Set task:
Tally the lines in the material below that contain the string "grassy", and reply with only that number.

Supplied data:
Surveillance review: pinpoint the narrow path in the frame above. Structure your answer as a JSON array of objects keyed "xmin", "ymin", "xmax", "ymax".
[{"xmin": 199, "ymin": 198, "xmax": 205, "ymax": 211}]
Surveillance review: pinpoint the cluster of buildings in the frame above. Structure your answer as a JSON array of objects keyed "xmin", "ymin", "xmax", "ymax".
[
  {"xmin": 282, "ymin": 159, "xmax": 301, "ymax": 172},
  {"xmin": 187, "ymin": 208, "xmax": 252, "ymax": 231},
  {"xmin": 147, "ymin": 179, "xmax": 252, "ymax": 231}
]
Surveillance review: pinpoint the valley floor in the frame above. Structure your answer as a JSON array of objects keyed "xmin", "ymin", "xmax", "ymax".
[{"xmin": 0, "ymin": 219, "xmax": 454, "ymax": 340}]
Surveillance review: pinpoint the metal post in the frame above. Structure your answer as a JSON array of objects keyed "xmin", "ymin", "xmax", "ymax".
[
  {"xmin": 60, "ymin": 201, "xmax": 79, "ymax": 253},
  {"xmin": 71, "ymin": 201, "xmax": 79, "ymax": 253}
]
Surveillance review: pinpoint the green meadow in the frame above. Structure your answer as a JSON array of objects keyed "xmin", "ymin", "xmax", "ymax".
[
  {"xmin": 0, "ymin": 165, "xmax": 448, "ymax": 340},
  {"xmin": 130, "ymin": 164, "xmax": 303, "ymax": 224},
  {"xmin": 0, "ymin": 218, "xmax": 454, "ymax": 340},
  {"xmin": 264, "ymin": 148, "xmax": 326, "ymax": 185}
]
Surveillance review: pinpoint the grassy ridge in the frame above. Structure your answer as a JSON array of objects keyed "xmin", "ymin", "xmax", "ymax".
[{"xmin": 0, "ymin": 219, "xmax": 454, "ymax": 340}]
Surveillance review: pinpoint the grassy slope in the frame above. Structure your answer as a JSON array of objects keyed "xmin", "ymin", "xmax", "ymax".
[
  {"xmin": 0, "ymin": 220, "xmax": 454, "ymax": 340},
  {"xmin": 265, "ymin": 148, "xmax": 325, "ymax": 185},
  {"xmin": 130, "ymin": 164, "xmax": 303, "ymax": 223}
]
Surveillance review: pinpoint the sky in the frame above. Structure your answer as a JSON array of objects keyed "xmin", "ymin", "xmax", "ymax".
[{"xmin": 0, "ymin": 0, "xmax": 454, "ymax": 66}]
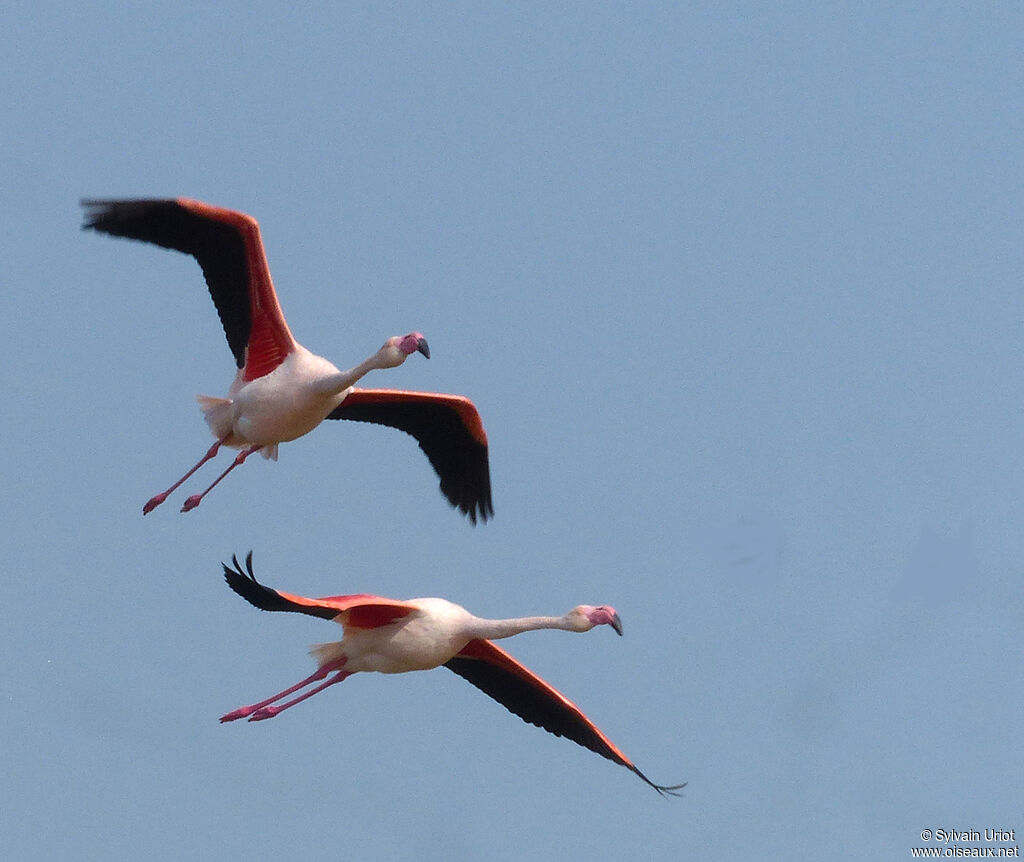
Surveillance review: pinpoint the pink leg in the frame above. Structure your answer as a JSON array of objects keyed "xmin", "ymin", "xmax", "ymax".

Task output:
2